-- Source excerpt start --
# my air rifel pics and some hunting pics



## dgaf (Jun 10, 2011)

jackrabbit






rabbit






gun beeman rs2 22cal scope light and laser made by center point .












2 more rabbit pics .


----------



## josephlys (May 4, 2010)

Nice gun, what's it puttin out. Fpe?


----------



## pop shot (Sep 29, 2011)

Mods, can we relocate this to other weapons? nice gun, i like air rifles too


----------



## RatRacer (Feb 17, 2011)

Nice shooting. I had one of those, but returned it. The .177 barrel was bent and I liked using both caliber's. Got a nitro piston gun to replace it, and now have 2 pcp's also.


----------



## Deltaboy1984 (Jun 14, 2011)

Good Shooting and a nice looking rabbit. They are good eating.


----------



## Hrawk (Oct 25, 2010)

pop shot said:


> Mods, can we relocate this to other weapons? nice gun, i like air rifles too


Due to the content of the pictures, this one needs to stay in hunting.


----------



## dgaf (Jun 10, 2011)

i can remove it if any one wants me 2.


----------



## NightKnight (Dec 16, 2009)

dgaf said:


> i can remove it if any one wants me 2.


Nope, thanks for posting it!


----------



## dgaf (Jun 10, 2011)

NightKnight said:


> i can remove it if any one wants me 2.


Nope, thanks for posting it!
[/quote]thank you 2


----------



## Mr. IO Slinger (Jul 20, 2012)

also have to pcps and a nitro piston from Benjamin.


----------



## Berkshire bred (Mar 4, 2012)

nice gun i myself have a crosman 1377 pistol and a smk xs38 air rifle that puts out about 12 foot pounds.(620 fps with an average weight .22 pellet).


----------
-- Source excerpt end --
Reproduce the air rifle thread word for word, starting at "## RatRacer (Feb" and ending at "2 pcp's also.".
-- Information given start --
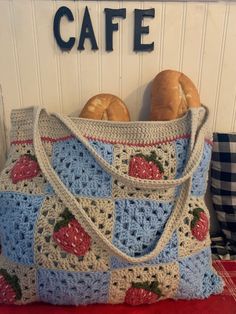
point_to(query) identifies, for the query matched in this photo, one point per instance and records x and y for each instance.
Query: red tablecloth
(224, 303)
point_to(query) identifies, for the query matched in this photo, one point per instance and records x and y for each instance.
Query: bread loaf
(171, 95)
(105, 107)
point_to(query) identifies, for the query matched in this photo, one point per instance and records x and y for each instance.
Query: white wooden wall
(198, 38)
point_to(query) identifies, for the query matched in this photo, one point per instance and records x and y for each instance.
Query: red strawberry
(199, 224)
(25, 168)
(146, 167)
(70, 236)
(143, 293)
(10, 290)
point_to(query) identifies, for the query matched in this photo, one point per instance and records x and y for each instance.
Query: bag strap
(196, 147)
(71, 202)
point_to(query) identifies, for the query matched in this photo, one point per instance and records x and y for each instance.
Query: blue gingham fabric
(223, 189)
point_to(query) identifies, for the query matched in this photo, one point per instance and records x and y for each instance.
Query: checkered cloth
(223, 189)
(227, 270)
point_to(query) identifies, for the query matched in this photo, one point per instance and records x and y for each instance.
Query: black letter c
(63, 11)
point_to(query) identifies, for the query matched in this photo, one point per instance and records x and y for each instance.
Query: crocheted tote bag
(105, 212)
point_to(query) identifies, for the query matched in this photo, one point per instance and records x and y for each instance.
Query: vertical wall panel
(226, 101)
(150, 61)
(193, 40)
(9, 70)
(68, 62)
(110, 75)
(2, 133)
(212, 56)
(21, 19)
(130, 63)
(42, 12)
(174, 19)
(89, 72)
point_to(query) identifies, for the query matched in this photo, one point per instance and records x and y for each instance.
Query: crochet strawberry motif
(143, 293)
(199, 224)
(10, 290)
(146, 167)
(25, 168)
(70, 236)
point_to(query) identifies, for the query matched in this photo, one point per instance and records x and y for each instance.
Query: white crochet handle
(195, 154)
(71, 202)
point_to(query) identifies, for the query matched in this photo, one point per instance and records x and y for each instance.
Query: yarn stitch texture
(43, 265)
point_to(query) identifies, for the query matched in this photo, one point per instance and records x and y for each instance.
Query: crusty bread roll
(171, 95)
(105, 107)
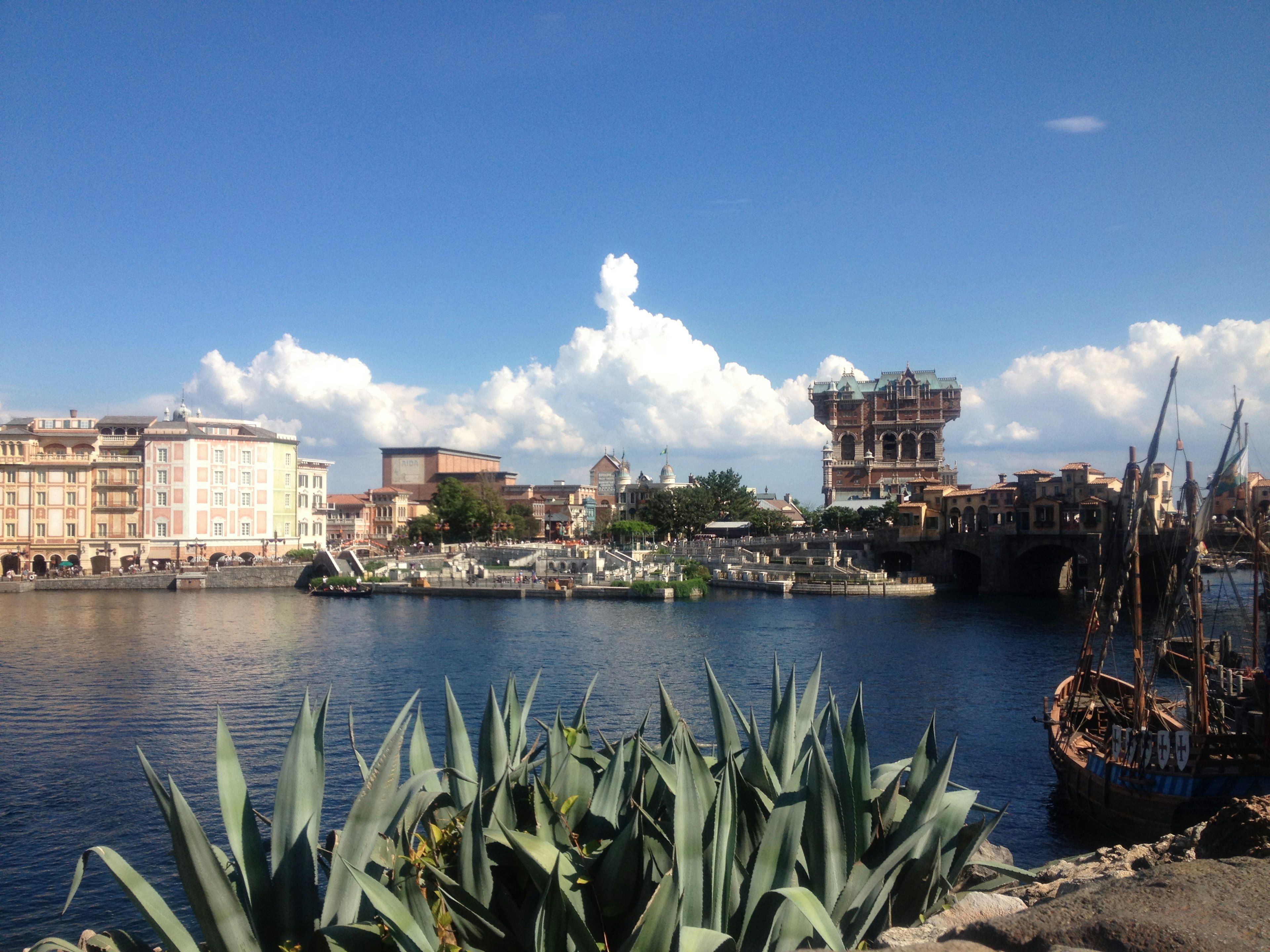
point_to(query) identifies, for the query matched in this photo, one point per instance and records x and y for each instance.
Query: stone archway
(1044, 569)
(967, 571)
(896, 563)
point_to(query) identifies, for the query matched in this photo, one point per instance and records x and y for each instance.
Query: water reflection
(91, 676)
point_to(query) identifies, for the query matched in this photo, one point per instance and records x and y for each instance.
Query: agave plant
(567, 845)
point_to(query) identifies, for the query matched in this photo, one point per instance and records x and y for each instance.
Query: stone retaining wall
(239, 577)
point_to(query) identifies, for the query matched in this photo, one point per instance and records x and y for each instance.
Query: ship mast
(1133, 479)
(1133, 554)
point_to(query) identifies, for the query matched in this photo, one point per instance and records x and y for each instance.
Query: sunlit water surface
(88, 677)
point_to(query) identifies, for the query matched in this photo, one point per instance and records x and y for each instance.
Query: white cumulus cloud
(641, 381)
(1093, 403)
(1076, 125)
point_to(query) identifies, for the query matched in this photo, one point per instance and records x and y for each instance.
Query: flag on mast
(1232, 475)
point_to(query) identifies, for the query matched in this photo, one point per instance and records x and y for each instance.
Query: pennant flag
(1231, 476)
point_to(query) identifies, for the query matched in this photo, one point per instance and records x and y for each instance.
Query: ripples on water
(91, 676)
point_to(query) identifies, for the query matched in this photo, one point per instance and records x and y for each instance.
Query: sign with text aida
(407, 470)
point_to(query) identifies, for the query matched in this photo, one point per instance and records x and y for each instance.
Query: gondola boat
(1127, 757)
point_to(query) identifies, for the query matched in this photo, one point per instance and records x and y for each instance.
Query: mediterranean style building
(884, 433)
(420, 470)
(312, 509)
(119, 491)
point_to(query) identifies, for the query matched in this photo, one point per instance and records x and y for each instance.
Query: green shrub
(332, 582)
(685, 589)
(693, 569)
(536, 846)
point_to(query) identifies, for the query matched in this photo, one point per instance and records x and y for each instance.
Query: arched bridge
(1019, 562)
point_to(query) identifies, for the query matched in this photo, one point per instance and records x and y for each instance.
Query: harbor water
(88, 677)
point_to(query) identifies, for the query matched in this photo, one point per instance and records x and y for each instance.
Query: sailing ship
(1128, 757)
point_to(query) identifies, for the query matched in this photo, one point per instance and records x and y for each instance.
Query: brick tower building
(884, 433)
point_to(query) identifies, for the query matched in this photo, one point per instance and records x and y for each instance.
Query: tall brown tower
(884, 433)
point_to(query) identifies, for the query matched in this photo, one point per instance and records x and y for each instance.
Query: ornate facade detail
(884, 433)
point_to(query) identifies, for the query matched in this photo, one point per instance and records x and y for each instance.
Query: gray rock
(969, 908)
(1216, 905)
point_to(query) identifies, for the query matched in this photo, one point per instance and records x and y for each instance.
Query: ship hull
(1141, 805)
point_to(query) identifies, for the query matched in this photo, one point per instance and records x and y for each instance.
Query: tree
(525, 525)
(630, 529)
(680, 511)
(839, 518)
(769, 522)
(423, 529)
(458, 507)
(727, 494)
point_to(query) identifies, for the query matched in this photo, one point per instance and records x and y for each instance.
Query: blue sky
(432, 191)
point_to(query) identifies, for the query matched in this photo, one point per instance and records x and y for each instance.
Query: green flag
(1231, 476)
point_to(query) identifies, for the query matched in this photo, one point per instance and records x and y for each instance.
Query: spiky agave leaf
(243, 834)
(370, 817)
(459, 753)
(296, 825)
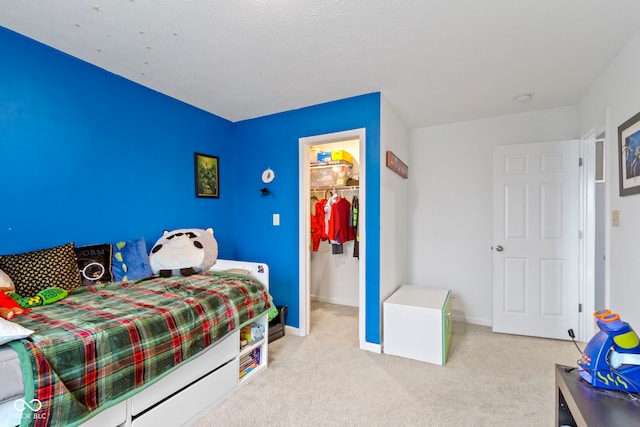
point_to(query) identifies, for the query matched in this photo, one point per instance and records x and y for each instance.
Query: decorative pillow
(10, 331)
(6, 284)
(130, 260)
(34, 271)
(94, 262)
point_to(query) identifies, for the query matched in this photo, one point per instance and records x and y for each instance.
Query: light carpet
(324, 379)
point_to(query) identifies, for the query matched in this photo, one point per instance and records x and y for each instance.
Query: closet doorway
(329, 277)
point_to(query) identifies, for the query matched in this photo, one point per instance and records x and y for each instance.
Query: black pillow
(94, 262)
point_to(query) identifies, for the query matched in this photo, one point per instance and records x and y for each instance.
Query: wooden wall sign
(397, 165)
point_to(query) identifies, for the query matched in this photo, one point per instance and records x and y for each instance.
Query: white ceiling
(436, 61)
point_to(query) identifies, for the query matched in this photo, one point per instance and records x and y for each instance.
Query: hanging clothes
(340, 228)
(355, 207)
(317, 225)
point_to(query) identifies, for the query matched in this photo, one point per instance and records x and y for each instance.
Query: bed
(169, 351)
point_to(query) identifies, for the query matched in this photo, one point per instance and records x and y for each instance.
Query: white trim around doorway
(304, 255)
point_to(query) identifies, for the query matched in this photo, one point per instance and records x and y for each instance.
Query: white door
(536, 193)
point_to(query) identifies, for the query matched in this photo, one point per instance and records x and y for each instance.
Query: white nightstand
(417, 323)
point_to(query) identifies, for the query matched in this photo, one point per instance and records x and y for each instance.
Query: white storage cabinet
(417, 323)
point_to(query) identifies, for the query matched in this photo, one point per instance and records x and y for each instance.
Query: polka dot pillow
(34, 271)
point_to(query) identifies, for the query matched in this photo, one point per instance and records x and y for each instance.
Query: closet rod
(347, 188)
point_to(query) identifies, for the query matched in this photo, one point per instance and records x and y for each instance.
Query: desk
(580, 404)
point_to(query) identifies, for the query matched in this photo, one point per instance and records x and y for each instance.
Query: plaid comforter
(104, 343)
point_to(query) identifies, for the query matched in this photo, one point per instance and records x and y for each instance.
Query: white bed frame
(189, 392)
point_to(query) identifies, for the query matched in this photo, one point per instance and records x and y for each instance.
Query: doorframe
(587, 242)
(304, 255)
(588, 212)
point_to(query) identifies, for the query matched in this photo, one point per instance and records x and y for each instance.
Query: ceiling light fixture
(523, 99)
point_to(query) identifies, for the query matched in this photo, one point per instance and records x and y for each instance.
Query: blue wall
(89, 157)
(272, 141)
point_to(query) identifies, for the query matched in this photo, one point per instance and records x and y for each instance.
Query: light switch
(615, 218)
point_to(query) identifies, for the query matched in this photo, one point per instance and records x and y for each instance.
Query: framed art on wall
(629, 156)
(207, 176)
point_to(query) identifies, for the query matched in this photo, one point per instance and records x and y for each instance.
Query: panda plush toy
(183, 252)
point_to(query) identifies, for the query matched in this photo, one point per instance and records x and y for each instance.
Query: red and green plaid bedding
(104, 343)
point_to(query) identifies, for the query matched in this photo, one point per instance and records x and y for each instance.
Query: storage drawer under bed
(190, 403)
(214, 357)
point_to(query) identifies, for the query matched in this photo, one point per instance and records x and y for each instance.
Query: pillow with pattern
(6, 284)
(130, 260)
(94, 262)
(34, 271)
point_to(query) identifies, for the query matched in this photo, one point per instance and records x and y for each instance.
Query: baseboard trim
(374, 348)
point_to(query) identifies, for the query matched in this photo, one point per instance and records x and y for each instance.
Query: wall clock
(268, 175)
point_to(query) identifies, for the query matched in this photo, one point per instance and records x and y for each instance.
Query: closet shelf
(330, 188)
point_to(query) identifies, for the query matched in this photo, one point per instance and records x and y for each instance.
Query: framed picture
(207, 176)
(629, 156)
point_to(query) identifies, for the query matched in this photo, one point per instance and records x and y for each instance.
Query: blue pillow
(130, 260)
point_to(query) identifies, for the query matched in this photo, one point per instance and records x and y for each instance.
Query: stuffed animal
-- Information given end --
Solution to this exercise:
## RatRacer (Feb 17, 2011)

Nice shooting. I had one of those, but returned it. The .177 barrel was bent and I liked using both caliber's. Got a nitro piston gun to replace it, and now have 2 pcp's also.